* Passage provided *
☆ ☆ ☆ ☆

The Long-Haul-Flight Survival Guide

Written by guest blogger, Scott

Most people who travel have undergone the discommodious experience of spending several hours in a small economy-class airline seat with leg room that would only be comfortable for a 6-year-old. Sometimes there is no room for your bag, or a baby screams the whole flight from elevation-induced ear popping, or the passenger beside you smells like he bet his buddies he could go a week without bathing (and won). Now think about all of your airplane horror stories and imagine them on an 18-hour non-stop flight. Kinda gives a whole new meaning to the term “cabin fever,” doesn’t it?

According to Fox News, non-stop, long-hour international flights are becoming more common, especially among traveling business professionals wanting to avoid layovers. Perhaps the longest (time-wise) non-stop is the nearly 9000-mile flight from Los Angeles to Singapore that can take upwards of 18 and a half hours. That’s basically the length of two full work days. Close quarters, stuffy air and sheer boredom can make 18 hours seem like a week. When you equip yourself like a traveling pro for flights like these, it will help them go quickly and comfortably so you can arrive at your destination rested and refreshed.

One rookie mistake travelers make is to bring too much on the plane. If it’s a full flight and you need to put your bag under your seat, you just gave up the little leg room that you had to begin with. Also, the more stuff you bring the harder it is to find what you need when rummaging around a dark cabin. To pack efficiently and preparedly for a long-haul flight, stick to some basic travel essentials.

Footwear

You may immediately think sneakers are a good idea for traveling, but dealing with laces and knots and tightness can be a hassle from the moment you arrive at the airport. You will have to take off your shoes at security checkpoints and while in the air you could fall victim to swelling feet or, worse, you might be “that person” on the plane with malodorous feet when you take your shoes off.

Opt for slippers or other shoes, such as sneakers at UggAustralia.com, that are easy to slip on and off and are clean and comfortable. If you do get swelling in your feet and ankles, try to keep them elevated, avoid salty snacks and drink lots of water.

Entertainment

Yes, entertainment is just as important as anything else on long-haul flights. Remember that you will not have your cell phone or Internet, so bringing that 500-page novel you’ve been meaning to read, or splurging for the headphones to watch the in-flight movie might help you melt away some of those monotonous hours. If you have a Kindle or an iPad, you can load them up with books and movies you haven’t read or seen (and maybe some old favorites). These handy devices take up minimal space while holding lots of entertainment choices. Remember, an 18-hour flight there means an 18-hour flight back.

☆ ☆ ☆ ☆

* Data under study *
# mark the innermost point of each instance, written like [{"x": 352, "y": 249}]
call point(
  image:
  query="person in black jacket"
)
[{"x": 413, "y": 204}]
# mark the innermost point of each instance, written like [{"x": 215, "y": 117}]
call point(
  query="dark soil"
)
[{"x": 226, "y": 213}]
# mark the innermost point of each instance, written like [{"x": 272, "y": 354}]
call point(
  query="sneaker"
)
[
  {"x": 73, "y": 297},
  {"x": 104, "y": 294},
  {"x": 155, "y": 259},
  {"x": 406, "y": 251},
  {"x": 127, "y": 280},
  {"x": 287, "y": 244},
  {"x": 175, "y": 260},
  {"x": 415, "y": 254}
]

☆ ☆ ☆ ☆

* Activity *
Reproduce the portion of the long-haul flight guide starting at "You may immediately" and ending at "your shoes off.", with no changes to its wording.

* Written solution *
You may immediately think sneakers are a good idea for traveling, but dealing with laces and knots and tightness can be a hassle from the moment you arrive at the airport. You will have to take off your shoes at security checkpoints and while in the air you could fall victim to swelling feet or, worse, you might be “that person” on the plane with malodorous feet when you take your shoes off.